Material provided Start Marker

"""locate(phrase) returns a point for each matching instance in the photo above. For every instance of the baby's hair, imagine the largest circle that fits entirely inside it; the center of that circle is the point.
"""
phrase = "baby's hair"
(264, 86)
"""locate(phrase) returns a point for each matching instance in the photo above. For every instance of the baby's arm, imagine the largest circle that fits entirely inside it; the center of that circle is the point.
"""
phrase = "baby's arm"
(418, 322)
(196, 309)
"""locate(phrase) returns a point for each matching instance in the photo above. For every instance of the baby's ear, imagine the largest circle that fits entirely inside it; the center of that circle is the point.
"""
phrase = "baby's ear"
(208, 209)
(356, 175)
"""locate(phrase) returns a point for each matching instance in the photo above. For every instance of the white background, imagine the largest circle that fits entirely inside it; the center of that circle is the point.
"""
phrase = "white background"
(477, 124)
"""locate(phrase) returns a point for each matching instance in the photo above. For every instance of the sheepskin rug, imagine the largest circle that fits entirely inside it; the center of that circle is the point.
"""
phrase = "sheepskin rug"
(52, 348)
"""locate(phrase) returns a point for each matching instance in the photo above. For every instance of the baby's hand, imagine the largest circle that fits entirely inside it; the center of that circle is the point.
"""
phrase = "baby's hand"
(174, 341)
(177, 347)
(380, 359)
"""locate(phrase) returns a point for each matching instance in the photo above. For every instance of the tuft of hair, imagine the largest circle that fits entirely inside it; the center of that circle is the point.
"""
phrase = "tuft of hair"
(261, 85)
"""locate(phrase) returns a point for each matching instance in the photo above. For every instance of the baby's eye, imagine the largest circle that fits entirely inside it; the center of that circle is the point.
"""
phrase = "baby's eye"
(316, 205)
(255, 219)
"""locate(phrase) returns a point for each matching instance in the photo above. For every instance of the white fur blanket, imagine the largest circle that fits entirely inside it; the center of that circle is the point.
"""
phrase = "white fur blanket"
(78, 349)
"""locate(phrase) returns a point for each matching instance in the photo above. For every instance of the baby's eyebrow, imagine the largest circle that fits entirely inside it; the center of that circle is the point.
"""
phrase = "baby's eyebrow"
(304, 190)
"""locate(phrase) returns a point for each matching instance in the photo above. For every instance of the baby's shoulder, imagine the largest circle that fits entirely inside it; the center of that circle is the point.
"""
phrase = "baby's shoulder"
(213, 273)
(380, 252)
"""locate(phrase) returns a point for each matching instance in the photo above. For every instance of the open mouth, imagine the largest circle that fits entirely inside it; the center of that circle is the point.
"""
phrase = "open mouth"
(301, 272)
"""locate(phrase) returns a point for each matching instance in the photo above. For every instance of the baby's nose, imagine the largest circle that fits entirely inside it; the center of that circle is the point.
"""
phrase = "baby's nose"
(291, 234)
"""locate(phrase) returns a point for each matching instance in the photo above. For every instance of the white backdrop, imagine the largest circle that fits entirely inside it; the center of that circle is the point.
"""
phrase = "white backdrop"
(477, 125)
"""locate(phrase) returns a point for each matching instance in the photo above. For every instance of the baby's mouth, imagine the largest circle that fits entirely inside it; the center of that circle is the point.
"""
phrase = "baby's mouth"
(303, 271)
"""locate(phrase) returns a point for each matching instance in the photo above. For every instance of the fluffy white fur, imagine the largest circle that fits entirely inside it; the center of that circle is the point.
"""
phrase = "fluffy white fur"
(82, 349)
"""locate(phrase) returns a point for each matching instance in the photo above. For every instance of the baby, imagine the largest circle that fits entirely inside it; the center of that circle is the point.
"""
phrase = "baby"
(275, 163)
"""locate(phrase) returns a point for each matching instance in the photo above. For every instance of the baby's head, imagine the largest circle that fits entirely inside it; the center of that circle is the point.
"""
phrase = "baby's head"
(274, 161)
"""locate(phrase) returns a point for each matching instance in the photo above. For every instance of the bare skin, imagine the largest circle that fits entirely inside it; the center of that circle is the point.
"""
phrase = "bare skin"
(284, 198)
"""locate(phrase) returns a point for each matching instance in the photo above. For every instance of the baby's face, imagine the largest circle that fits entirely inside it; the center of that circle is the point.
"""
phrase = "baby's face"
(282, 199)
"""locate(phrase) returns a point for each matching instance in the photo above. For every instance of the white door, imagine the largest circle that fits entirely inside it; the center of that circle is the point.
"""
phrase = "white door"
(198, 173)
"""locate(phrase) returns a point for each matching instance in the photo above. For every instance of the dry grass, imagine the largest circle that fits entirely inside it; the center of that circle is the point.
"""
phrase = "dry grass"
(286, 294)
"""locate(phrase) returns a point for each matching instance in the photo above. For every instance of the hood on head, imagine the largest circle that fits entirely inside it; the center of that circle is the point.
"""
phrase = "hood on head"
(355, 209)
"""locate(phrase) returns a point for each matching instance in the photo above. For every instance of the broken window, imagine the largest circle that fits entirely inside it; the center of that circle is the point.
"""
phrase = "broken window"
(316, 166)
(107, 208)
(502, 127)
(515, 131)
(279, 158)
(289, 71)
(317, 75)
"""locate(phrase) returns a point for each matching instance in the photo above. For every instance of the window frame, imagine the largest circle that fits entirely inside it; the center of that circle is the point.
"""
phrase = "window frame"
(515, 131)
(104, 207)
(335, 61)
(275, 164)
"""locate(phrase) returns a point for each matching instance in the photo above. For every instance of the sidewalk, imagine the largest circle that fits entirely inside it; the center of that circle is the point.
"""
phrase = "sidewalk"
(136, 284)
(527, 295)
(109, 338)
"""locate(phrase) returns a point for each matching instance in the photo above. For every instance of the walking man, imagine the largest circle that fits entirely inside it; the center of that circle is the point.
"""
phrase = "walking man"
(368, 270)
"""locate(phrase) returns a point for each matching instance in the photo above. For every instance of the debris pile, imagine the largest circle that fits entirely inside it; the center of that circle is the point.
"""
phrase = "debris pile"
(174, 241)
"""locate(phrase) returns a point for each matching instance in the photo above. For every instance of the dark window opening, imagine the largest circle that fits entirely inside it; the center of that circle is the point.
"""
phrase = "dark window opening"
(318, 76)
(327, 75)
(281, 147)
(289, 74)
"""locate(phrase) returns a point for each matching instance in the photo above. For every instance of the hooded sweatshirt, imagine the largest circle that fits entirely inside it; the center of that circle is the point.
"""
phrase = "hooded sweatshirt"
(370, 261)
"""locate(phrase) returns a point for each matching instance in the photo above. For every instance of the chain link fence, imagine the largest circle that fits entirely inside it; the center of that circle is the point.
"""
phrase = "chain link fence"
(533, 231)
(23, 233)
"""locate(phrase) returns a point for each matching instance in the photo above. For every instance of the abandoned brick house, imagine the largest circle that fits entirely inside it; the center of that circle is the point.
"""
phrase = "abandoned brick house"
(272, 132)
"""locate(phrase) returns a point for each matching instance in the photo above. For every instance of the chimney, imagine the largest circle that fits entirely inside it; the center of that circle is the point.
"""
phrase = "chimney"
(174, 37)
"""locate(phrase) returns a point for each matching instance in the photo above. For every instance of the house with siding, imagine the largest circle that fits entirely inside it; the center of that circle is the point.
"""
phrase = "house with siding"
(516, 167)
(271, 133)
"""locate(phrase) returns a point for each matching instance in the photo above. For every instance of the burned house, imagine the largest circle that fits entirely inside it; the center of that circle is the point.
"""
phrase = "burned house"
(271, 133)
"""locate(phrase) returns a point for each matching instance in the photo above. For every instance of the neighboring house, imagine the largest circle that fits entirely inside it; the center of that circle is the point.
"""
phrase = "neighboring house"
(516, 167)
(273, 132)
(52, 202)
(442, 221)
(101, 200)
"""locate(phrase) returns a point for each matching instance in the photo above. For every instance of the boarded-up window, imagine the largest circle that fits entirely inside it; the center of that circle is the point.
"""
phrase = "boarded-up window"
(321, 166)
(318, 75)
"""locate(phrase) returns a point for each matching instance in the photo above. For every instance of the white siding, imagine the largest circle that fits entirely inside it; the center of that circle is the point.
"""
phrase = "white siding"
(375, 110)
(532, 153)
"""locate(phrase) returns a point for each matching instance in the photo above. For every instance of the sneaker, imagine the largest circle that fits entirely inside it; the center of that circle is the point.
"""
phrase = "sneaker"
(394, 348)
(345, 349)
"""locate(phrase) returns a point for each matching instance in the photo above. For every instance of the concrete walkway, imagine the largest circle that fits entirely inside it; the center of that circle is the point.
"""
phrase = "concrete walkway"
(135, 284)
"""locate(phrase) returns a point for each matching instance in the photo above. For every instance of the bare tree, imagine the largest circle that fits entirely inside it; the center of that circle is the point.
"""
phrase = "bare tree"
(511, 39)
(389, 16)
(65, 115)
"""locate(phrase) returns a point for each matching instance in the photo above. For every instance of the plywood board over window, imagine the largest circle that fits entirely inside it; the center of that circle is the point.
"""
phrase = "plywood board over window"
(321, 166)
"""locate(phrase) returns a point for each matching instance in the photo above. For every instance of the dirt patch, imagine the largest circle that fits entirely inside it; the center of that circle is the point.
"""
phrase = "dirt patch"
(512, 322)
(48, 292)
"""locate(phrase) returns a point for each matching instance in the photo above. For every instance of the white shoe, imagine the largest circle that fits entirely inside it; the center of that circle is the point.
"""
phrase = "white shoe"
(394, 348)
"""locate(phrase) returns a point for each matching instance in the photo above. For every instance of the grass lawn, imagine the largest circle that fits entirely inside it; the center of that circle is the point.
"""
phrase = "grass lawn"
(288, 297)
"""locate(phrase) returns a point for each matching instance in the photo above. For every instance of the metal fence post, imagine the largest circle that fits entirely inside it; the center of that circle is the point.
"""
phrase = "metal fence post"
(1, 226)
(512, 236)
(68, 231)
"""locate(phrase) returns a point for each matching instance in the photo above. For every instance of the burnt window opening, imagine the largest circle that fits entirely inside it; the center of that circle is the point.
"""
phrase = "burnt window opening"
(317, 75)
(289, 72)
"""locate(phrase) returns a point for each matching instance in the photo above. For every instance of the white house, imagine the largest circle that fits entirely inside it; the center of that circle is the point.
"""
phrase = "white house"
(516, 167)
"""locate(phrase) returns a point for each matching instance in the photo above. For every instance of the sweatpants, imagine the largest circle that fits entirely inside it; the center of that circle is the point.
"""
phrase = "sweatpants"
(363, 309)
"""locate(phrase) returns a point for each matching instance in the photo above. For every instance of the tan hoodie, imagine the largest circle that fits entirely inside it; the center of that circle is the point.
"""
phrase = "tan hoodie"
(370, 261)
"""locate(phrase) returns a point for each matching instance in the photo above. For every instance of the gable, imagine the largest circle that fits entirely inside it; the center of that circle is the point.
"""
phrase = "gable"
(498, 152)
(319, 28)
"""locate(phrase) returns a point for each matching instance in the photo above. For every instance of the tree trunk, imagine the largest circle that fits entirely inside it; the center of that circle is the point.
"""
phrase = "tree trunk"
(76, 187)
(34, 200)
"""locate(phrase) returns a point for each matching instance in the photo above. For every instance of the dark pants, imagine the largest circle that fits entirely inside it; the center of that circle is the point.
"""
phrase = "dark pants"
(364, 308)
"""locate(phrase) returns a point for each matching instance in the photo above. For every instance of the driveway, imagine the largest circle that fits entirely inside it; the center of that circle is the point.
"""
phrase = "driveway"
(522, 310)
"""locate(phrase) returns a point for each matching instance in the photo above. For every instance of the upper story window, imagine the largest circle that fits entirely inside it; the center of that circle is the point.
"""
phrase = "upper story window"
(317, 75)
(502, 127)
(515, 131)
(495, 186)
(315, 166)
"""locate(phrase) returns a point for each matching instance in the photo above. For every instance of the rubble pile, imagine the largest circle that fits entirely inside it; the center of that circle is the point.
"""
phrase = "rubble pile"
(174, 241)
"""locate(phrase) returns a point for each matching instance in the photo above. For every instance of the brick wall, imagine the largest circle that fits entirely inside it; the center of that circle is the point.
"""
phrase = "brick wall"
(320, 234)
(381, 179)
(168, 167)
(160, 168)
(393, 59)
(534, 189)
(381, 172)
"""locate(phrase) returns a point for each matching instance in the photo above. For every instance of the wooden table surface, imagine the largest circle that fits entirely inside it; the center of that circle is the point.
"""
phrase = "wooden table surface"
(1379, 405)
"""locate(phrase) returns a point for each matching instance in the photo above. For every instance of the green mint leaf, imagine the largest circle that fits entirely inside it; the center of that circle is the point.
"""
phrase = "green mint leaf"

Material provided End Marker

**What the task asks**
Your answer must be a single number: the count of lines in the records above that contain "leaf".

**Problem solution**
2